### SOURCE DOCUMENT
────

What’s the best potting mix for your brom?

Potting mix for bromeliads must have enough substance to hold the plant firm and upright in the container, ability to retain moisture but enough drainage and good aeration to prevent root rotting.

It is a good idea to use a mixture of coarse granite / river gravel / crushed pine bark or shredded tree for good drainage and porosity, and coarse sand / potting soil / long fibre sphagnum moss or peat for their water holding ability. Broms rather like peat as it provides acidity to the soil mixture and bromeliads prefer a neutral to acid medium.

How much should you water it?

Water requirements for your brom depends a great deal on your type of potting mix (whether free draining or not), humidity, light, temperature and air circulation of your growing environment and most importantly, on whether your brom is being grown indoors or outdoors. A general rule of thumb is to ensure that you never allow the ‘cup’ in your bromeliad rosette to dry out. When the bromeliad cup is dry, it indicates that the plant has absorbed all the water, causing any salts or residual fertilizer to concentrate in the cup. This could damage the center of the plant and/or burn the leaf edges near the base of the plant.

Bromeliads grown outdoors require less watering as rainwater and moisture in the air provide the necessary humidity required for most bromeliads. If you use city water containing excessive salts, flushing of the plant periodically will reduce the chances of salt damage. If you are growing your brom indoors, it’s a good idea to mist the plant twice a week in addition to your watering, to prevent drying of the leaves from low humidity.

How much light does your brom need?

Light is extremely important in for bromeliads to achieve their maximum potential with respect to appearance. We have learned a lot about the light requirements of various genera by studying their native habitats and from our own growing experiences. Most plants with brightly coloured foliage require some strong light to maintain their brilliance; it has been observed that the beauty in most genera will be enhanced by providing them with more light than they would receive naturally. Early morning and late afternoon sun is best, and the plants would do well with some filter (shadecloth, shading net) when the sun is at its peak.

────

### DATA PROVIDED
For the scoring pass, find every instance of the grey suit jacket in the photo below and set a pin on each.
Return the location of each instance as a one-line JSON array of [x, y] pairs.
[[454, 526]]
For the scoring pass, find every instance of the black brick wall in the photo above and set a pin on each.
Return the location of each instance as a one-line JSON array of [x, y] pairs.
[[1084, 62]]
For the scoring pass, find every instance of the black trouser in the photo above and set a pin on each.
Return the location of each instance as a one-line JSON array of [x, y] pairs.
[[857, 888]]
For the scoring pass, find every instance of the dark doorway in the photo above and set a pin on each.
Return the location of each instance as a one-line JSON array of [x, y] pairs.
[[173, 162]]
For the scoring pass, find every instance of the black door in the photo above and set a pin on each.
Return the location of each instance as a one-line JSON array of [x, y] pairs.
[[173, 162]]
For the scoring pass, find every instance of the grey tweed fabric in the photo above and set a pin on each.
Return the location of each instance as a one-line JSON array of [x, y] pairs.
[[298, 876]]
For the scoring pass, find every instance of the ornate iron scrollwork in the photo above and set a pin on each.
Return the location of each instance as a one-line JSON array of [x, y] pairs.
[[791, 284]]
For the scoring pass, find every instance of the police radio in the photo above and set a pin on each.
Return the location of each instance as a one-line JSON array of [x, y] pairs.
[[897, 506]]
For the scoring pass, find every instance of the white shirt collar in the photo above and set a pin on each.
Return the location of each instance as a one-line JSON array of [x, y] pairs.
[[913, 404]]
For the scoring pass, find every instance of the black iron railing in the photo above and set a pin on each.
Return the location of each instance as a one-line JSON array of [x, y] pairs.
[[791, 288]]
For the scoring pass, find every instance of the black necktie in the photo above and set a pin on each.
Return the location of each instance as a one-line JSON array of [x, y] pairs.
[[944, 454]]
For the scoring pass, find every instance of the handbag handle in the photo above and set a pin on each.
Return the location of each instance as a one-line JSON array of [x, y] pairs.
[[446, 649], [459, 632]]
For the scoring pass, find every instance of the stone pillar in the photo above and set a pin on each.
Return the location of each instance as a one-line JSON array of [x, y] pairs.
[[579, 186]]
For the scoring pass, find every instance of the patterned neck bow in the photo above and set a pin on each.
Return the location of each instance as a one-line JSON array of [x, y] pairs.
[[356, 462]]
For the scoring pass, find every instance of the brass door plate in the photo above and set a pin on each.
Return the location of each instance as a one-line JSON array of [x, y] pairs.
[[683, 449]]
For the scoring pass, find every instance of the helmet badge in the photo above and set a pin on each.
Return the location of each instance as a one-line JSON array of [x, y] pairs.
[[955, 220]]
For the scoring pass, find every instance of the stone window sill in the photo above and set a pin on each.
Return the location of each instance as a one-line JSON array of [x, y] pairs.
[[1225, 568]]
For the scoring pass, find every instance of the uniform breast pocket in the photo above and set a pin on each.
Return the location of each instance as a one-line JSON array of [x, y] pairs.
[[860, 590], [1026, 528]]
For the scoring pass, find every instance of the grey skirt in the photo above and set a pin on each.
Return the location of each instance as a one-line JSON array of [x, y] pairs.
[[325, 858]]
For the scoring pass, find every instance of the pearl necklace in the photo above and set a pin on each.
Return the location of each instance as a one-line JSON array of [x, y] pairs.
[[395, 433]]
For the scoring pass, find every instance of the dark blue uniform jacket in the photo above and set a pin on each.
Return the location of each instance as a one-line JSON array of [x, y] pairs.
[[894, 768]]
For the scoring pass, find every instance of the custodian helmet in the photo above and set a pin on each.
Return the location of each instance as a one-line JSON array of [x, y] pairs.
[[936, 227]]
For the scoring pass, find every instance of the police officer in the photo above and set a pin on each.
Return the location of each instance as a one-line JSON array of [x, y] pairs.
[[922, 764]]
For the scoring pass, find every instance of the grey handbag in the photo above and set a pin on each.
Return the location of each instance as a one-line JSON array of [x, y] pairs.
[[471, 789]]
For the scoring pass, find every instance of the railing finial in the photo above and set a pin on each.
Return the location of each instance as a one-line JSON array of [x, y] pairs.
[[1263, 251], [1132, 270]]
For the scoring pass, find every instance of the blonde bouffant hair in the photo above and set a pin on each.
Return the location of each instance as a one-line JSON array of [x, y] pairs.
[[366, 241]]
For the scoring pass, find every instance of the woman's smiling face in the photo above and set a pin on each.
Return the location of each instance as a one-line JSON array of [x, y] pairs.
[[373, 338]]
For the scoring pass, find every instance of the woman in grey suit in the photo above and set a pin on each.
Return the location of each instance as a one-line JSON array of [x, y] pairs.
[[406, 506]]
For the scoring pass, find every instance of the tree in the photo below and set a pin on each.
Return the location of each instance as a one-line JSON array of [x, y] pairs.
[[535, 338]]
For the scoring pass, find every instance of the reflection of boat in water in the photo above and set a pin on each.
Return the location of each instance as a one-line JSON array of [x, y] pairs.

────

### TASKS TO COMPLETE
a. According to the text on bromeliad care, why should the cup in a bromeliad rosette never be allowed to dry out? Answer in one to three sentences.
b. Answer these questions from the text on bromeliad care:
(i) Why do bromeliads like peat in their potting mix?
(ii) How often should a bromeliad grown indoors be misted?
(iii) Which times of day give the best sun for these plants?
c. List every material that the text on bromeliad care suggests for good drainage and porosity in the potting mix.
The records are not needed for any of these tasks.

### TASK ANSWERS
a. A dry cup means the plant has absorbed all the water, so any salts or leftover fertilizer become concentrated in the cup. That concentration could damage the center of the plant or burn the leaf edges near its base.

b.
(i) Peat adds acidity to the mix, and bromeliads prefer a neutral to acid medium.
(ii) Twice a week, in addition to regular watering.
(iii) Early morning and late afternoon.

c.
- Coarse granite
- River gravel
- Crushed pine bark
- Shredded tree